Exercise directions: Select every line in the records below that contains the string "monkey" and copy each one out in full.

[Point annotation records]
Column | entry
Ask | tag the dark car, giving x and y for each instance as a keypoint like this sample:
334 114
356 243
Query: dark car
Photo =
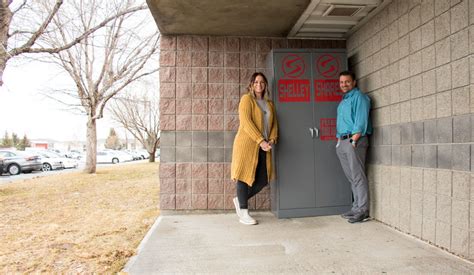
16 162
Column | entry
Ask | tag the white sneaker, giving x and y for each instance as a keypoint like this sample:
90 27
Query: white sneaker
245 217
237 206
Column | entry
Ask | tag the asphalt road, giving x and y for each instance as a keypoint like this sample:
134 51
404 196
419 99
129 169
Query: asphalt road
6 178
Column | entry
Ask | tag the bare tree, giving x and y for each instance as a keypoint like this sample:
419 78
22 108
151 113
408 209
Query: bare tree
139 115
106 61
23 25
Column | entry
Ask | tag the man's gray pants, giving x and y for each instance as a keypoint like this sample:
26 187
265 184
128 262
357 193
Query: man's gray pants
353 164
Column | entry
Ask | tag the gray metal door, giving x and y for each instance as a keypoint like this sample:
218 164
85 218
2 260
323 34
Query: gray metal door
310 181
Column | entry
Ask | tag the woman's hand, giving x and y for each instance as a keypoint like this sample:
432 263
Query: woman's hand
265 145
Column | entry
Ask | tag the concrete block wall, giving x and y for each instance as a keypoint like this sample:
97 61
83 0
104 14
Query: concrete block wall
201 81
415 60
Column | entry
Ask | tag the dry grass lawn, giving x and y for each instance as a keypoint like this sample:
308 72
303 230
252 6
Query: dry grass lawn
77 223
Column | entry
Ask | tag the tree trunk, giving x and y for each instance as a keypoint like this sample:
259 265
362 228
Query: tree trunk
5 19
152 157
91 149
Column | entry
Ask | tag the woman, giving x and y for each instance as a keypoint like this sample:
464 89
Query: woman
251 156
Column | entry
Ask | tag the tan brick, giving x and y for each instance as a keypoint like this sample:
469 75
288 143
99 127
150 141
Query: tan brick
216 186
216 75
183 59
167 122
215 201
227 167
262 202
183 74
228 203
184 43
199 170
183 170
183 186
200 43
231 122
199 75
200 122
167 170
183 90
264 45
167 74
230 186
167 90
216 123
183 202
216 106
184 106
184 122
199 59
199 106
167 58
216 90
216 43
231 76
232 44
167 106
247 44
199 90
216 170
167 201
231 106
216 59
200 186
167 186
232 90
247 60
199 201
232 60
167 42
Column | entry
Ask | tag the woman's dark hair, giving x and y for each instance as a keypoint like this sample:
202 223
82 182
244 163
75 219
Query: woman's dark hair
351 73
252 81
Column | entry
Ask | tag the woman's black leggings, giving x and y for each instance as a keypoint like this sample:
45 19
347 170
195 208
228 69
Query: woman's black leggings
245 192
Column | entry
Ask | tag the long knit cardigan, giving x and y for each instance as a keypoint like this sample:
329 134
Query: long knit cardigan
248 139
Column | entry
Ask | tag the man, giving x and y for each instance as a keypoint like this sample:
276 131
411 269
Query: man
353 126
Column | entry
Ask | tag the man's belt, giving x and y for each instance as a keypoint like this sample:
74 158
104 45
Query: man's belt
346 136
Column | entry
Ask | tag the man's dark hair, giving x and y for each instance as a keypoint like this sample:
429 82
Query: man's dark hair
352 74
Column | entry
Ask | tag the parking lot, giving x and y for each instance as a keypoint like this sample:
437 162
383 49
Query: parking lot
6 178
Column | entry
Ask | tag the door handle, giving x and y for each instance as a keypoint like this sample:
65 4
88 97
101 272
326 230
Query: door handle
316 130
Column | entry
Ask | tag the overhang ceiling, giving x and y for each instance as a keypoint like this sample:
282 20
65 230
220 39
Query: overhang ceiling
271 18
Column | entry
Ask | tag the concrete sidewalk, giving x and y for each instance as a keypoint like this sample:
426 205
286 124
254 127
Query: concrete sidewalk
218 243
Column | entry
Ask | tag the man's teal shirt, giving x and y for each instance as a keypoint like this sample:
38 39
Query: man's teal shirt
353 114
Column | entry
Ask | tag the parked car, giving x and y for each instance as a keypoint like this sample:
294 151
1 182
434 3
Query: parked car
53 161
112 156
16 162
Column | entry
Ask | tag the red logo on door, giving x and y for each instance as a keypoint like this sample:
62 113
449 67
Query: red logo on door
327 90
293 66
328 66
293 90
328 128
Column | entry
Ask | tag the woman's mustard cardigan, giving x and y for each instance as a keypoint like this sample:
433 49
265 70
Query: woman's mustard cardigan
248 139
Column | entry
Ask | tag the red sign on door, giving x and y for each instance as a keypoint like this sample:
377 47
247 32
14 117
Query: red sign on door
294 90
327 90
328 128
328 66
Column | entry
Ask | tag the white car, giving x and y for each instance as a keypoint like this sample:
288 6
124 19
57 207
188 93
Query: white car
112 156
54 161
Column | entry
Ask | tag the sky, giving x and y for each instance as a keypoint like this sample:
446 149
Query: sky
25 110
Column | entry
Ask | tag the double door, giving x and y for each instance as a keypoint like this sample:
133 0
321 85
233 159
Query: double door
305 89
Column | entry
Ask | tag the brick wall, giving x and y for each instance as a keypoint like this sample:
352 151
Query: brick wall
201 81
415 61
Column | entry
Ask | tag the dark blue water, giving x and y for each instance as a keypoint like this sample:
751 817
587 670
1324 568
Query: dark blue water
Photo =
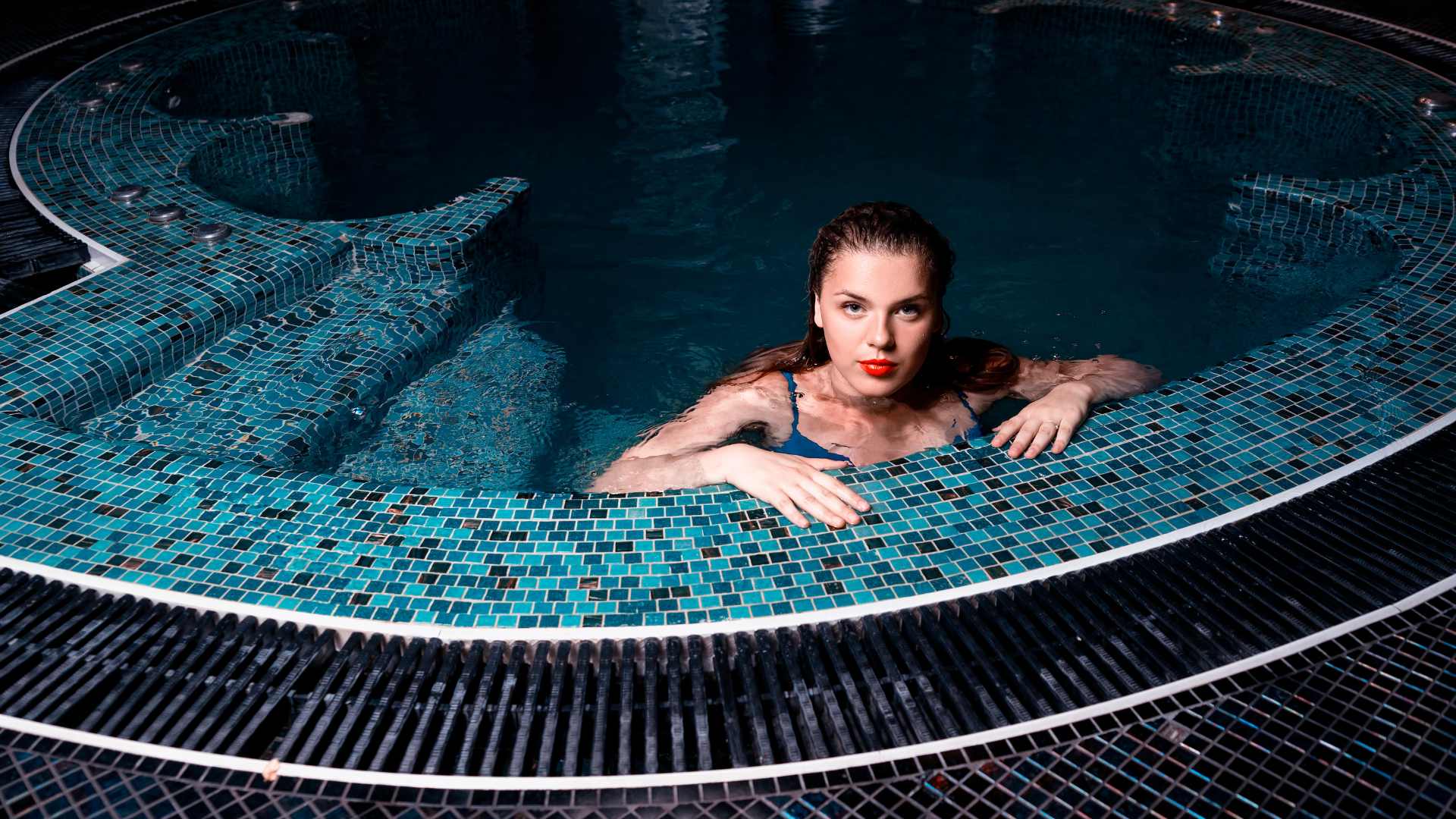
682 156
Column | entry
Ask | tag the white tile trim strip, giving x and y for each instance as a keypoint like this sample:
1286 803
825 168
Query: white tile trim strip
347 626
1345 14
726 774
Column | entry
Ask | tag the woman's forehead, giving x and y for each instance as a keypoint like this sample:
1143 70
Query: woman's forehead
877 276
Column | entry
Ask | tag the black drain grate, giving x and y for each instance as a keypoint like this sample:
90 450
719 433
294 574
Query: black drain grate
142 670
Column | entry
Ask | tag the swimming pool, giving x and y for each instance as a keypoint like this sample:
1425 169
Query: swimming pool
682 162
1158 594
188 513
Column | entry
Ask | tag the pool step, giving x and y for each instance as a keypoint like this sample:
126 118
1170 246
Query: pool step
142 670
481 419
36 256
284 388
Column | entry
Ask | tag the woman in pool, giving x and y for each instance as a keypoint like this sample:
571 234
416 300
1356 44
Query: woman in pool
874 379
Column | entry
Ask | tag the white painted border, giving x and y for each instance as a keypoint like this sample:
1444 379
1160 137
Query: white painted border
347 626
726 774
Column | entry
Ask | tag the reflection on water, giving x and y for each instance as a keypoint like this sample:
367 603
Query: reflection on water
682 156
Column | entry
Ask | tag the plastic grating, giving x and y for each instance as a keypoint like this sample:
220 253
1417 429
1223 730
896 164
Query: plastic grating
1360 726
142 670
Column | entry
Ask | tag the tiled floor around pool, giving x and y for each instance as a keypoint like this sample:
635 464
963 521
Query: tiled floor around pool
216 526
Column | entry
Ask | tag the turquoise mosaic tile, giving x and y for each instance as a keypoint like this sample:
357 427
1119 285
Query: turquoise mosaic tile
126 453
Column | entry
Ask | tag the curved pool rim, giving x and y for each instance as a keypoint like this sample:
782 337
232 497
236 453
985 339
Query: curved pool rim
1149 420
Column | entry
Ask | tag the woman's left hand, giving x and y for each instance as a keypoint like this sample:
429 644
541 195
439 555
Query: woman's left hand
1052 419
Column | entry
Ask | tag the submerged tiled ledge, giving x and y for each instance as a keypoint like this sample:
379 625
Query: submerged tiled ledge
1239 431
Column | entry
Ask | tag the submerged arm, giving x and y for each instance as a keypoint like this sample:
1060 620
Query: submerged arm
1106 378
685 452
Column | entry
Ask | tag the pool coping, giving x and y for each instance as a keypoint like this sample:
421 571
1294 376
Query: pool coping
346 627
731 623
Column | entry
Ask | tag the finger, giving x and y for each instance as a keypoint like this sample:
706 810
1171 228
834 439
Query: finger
786 509
1044 433
1024 439
842 491
1006 430
810 503
1063 438
832 499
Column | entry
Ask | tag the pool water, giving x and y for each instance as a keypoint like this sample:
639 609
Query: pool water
683 155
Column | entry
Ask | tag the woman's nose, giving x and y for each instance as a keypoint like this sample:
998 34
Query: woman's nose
880 335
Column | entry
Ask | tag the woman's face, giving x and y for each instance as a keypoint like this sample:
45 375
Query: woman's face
878 318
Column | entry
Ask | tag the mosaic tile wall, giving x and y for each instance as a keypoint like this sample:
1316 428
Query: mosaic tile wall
956 516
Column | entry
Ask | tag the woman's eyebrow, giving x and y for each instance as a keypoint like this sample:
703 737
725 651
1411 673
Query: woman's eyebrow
916 297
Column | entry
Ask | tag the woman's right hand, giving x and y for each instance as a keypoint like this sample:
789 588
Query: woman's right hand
789 483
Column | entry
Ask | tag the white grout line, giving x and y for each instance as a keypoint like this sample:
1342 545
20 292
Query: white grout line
347 626
727 774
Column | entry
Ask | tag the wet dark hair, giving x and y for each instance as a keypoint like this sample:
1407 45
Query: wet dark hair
889 228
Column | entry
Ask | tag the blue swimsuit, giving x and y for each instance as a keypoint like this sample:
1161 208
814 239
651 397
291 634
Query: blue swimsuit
802 447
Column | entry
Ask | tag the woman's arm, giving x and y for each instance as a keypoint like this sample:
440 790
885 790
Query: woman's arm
1062 392
1106 378
685 453
680 452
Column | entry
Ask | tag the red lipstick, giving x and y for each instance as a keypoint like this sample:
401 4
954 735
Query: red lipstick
878 368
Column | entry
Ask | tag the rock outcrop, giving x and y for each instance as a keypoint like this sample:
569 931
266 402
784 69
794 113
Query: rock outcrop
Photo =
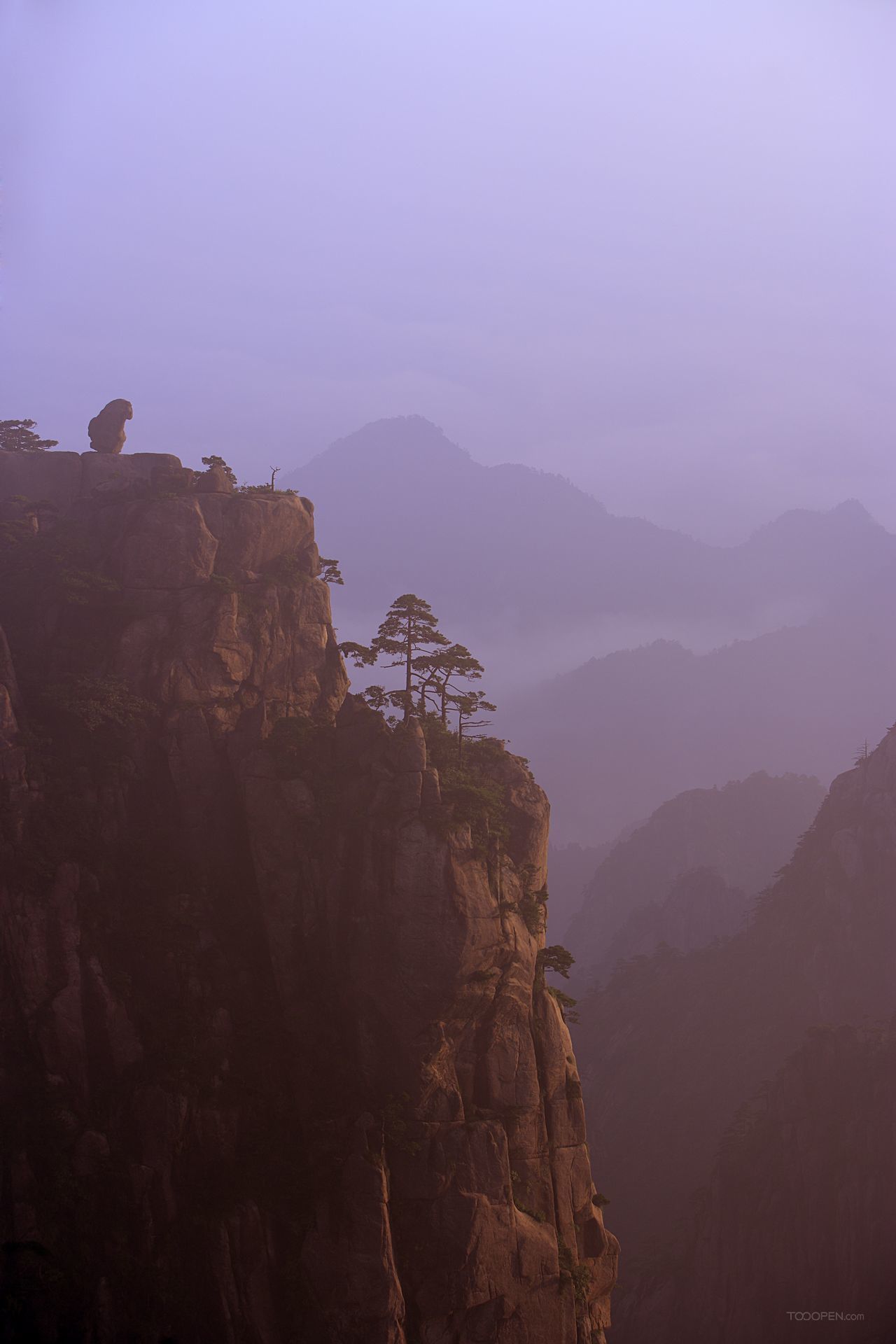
106 430
280 1063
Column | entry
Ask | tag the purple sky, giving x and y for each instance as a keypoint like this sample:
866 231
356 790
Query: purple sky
647 245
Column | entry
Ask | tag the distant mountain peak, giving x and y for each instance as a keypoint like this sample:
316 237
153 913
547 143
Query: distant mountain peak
398 440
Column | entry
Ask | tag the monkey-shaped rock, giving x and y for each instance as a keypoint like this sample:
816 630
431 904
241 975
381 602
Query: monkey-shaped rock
106 430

Solution for this problem:
Ask | tag the monkey-shaped rock, giving x and y for each instance as a keypoint like this sample:
Query: monkey-shaped rock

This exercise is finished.